▸ TO DO:
What lines below mention the word "shaped"? Copy each one.

▸ MATERIAL TO PROCESS:
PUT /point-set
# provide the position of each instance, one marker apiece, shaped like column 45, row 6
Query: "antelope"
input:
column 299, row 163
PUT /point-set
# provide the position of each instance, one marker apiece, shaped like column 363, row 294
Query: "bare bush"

---

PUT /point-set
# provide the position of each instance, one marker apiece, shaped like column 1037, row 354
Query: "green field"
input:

▸ TASK OUTPUT:
# provide the position of each instance, one marker apiece, shaped like column 45, row 6
# provide the position of each instance, one marker apiece, shaped like column 363, row 294
# provide the position of each instance, one marker apiece, shaped like column 1037, row 354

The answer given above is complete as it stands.